(What this task involves):
Produce word for word the lines of the data below running from the one that has "# mark one dot per instance, written like column 63, row" to the one that has "# mark one dot per instance, written like column 147, row", inclusive, and no others.

(Extracted data):
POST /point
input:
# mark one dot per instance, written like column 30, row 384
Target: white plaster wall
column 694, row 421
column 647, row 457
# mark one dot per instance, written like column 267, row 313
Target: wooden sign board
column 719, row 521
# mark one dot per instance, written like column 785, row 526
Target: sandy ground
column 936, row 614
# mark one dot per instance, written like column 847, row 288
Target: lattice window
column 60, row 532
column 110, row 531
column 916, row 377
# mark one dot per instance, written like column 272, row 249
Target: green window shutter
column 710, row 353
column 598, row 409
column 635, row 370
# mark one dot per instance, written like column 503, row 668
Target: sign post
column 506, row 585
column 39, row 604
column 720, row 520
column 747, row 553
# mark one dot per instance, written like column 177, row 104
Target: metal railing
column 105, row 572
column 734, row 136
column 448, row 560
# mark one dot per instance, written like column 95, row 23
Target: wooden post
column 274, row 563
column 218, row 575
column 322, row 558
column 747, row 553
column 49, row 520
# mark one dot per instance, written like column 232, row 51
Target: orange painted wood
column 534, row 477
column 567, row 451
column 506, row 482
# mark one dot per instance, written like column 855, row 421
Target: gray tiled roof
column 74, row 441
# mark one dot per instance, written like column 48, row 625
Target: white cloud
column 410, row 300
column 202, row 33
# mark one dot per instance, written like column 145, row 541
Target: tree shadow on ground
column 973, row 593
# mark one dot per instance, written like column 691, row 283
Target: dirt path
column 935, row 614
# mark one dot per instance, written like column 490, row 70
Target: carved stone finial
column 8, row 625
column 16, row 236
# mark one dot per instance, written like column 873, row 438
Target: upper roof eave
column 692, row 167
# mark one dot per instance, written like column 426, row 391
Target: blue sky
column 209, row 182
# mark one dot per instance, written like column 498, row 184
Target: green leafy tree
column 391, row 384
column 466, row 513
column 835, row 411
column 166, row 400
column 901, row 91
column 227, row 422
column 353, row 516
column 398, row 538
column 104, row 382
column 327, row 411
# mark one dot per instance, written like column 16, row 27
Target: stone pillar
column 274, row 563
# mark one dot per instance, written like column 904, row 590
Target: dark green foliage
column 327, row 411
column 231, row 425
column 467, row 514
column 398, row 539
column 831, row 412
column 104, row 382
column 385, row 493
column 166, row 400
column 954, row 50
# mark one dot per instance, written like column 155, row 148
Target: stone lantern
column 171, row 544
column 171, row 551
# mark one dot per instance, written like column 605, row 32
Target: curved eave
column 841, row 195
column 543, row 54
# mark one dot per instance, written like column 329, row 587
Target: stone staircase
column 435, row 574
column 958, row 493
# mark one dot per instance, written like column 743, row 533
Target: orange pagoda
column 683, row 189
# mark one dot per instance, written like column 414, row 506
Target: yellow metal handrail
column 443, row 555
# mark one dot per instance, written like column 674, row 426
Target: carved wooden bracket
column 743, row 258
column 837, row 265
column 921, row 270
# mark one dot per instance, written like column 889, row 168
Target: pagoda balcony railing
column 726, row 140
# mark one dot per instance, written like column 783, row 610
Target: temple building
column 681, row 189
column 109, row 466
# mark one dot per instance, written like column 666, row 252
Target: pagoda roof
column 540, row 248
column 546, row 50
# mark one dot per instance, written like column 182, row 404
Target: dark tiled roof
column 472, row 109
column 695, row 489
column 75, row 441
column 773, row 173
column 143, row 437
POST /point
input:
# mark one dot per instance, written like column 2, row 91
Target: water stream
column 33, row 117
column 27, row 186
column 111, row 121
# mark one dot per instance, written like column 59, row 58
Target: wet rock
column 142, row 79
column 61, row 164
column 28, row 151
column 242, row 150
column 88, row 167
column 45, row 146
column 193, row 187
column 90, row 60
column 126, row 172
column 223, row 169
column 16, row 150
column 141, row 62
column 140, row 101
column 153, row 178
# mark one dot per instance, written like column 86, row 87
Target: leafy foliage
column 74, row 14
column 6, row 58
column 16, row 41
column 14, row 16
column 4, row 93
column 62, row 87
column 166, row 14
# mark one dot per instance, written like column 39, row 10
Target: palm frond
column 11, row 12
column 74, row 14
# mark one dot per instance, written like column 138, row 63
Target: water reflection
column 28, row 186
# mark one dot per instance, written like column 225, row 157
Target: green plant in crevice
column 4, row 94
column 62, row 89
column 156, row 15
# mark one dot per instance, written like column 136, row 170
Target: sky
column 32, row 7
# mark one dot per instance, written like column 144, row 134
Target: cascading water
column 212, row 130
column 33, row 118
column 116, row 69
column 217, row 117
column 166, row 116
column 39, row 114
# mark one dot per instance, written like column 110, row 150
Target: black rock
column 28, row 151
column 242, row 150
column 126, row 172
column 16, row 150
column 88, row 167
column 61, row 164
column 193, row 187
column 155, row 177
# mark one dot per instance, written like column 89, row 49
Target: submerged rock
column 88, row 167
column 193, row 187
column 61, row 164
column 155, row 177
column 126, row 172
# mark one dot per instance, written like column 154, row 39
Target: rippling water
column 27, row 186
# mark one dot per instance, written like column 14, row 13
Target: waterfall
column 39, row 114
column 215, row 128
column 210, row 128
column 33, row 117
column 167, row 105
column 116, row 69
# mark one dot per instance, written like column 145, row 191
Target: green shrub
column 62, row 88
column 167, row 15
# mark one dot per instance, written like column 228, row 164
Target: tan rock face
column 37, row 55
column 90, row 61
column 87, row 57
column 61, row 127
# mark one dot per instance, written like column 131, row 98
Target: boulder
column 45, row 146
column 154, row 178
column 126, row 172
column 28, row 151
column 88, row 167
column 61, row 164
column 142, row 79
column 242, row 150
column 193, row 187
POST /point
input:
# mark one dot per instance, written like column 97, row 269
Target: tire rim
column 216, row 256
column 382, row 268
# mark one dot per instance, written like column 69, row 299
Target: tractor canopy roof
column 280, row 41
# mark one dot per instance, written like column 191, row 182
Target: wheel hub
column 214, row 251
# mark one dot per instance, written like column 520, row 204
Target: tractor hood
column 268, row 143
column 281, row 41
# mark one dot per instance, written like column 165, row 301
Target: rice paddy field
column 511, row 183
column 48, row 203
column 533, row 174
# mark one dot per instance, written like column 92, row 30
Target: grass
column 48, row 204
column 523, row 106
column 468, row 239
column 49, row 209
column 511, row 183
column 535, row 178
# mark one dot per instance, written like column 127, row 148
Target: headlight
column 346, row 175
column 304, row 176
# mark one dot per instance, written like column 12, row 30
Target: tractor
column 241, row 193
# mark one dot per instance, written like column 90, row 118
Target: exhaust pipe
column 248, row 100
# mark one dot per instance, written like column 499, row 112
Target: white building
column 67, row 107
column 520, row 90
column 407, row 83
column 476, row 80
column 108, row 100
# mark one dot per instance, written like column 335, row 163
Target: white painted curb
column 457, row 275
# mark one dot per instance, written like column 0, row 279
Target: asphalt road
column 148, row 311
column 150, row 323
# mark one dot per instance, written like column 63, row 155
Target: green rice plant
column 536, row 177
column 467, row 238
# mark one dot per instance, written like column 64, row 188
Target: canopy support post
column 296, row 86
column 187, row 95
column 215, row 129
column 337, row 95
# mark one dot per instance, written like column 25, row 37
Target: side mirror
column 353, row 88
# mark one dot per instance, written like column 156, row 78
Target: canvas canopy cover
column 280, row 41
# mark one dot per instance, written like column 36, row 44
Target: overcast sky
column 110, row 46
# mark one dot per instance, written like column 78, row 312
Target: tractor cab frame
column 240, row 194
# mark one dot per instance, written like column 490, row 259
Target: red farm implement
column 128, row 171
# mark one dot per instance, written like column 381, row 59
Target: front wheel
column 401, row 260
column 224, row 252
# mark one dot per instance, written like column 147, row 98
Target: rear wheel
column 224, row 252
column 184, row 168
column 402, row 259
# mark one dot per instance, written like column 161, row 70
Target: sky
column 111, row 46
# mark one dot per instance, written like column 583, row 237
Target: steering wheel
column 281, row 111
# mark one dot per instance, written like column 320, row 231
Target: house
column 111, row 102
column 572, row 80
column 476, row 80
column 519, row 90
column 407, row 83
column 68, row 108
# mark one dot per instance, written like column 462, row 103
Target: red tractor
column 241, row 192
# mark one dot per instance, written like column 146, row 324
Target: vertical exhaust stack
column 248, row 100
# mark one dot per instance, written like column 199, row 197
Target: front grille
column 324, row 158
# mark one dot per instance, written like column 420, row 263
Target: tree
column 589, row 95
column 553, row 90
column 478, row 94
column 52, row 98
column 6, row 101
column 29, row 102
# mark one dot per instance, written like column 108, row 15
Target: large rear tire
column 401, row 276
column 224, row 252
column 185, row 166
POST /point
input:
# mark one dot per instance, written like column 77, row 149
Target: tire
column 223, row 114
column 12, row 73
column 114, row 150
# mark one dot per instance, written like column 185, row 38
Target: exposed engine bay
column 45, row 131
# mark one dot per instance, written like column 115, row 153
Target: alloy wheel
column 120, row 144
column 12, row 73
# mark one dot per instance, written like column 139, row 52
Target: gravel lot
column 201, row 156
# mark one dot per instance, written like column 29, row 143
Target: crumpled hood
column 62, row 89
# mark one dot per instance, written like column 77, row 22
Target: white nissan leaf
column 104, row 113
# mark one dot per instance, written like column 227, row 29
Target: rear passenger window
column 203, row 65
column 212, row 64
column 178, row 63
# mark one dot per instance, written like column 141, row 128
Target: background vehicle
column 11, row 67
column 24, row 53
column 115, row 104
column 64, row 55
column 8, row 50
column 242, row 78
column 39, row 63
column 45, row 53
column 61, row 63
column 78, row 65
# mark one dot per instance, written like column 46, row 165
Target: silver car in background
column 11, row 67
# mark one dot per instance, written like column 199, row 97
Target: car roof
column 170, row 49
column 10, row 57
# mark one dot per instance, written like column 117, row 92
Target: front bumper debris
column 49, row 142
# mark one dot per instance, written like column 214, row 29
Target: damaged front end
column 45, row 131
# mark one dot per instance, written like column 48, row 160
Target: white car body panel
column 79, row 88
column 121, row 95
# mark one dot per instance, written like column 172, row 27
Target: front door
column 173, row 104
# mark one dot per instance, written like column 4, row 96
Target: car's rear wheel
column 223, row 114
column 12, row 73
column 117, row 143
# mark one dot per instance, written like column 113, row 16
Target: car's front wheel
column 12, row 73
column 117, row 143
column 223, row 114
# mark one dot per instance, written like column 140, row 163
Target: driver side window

(Your response):
# mark one dot per instance, written like column 63, row 155
Target: green rice plant
column 536, row 177
column 467, row 238
# mark one dot per instance, written like column 64, row 188
Target: canopy support post
column 296, row 86
column 187, row 95
column 215, row 129
column 337, row 95
# mark one dot per instance, written like column 25, row 37
Target: side mirror
column 353, row 88
# mark one dot per instance, written like column 156, row 78
Target: canvas canopy cover
column 280, row 41
# mark one dot per instance, written like column 36, row 44
Target: overcast sky
column 110, row 46
# mark one dot per instance, written like column 78, row 312
Target: tractor cab frame
column 240, row 194
# mark one dot per instance, written like column 490, row 259
Target: red farm implement
column 128, row 171
# mark one dot per instance, written like column 381, row 59
Target: front wheel
column 401, row 260
column 224, row 252
# mark one dot per instance, written like column 147, row 98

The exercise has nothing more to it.